[Text under study — start]
The emotional centrepiece of the album is the delicate 'Birds Flew Backwards', built around restrained guitars, beautifully arranged percussion and strings in the minimalist vein of Scott Walker, and some euphoric, explosive harmonies that rewrite the Gospel according to the Provincial North. This sets the scene for 'Spellbound', which is the sound of Doves letting 'The Cedar Room' out of its rainy suburban dwelling and letting it charge uninhibited all over a festival stage, retaining the brooding intensity whilst adding self-assured layers of inspired guitar and vocal production that should propel Doves into the hearts of millions.
The funk/punk/reggae of 'Compulsion' calls forth the memory of Two Tone and The Clash, but is built around a funk-bass and drum loop that finds root in Grandmaster Flash and Blondie's 'Rapture'. Doves' own roots in dance music ensure they avoid any kind of fumbling indie/funk/hip hop crossover, displaying a clear and passionate understanding of how to build around the loop, even managing to add a resounding guitar driven chorus without undermining the aesthetic, and resolving the song into its own hybrid of prog-dance at the denouement. On 'House of Mirrors' freakbeat and psych-rock are updated in a less traditional (but equally as successful) way than The Last Shadow Puppets managed. The 'wild west coast' vibes are given a shot in the arm by some massive bass and giant-sized, unrestrained production; as if the MC5 were hitting you over the head with their guitars.
[Text under study — finish]
[Information shown — start]
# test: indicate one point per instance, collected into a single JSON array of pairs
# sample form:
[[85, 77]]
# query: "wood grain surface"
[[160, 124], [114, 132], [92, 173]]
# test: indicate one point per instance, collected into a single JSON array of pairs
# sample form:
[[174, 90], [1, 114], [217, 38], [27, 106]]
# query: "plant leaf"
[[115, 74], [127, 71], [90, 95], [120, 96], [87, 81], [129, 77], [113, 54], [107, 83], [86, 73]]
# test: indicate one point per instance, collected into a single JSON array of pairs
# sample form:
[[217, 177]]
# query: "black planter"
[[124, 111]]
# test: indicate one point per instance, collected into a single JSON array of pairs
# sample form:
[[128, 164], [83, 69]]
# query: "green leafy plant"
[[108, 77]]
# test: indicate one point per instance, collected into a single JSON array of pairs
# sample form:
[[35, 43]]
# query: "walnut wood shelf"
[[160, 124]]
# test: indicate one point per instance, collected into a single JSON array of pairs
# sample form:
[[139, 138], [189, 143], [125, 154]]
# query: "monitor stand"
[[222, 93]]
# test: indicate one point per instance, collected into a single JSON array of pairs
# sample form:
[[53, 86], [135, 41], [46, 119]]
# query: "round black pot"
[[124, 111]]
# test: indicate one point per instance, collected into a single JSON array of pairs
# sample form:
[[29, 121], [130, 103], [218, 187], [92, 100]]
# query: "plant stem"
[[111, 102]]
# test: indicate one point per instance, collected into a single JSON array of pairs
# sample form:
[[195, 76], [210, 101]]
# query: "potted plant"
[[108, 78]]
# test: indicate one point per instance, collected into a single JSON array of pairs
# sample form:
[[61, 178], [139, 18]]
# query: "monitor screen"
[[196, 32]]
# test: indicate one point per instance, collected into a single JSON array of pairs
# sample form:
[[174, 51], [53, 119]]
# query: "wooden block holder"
[Information shown — finish]
Tasks =>
1 - In the Doves album review, which song is called the emotional centerpiece of the album?
2 - Repeat the part of the Doves album review between "The funk/punk/reggae of" and "with their guitars.", inclusive.
3 - Write the next part of the Doves album review, picking up after its last sentence.
The material has nothing to do with the album review.

Exercise results =>
1 - 'Birds Flew Backwards'

2 -
The funk/punk/reggae of 'Compulsion' calls forth the memory of Two Tone and The Clash, but is built around a funk-bass and drum loop that finds root in Grandmaster Flash and Blondie's 'Rapture'. Doves' own roots in dance music ensure they avoid any kind of fumbling indie/funk/hip hop crossover, displaying a clear and passionate understanding of how to build around the loop, even managing to add a resounding guitar driven chorus without undermining the aesthetic, and resolving the song into its own hybrid of prog-dance at the denouement. On 'House of Mirrors' freakbeat and psych-rock are updated in a less traditional (but equally as successful) way than The Last Shadow Puppets managed. The 'wild west coast' vibes are given a shot in the arm by some massive bass and giant-sized, unrestrained production; as if the MC5 were hitting you over the head with their guitars.

3 -
The record draws to a close with the spacious slow-build of 'Lifelines' giving the listener a gentle outro to what is a dazzling synthesis of ideas and ambition, and expressing a vocal plea for a deep connection to the life-source that, true enough, Doves have wholeheartedly provided here. Radically connected to both the uncompromising, stultifying realism of life and the uncontrolled elation that music can imbue life with, Doves have made their Magnum Opus.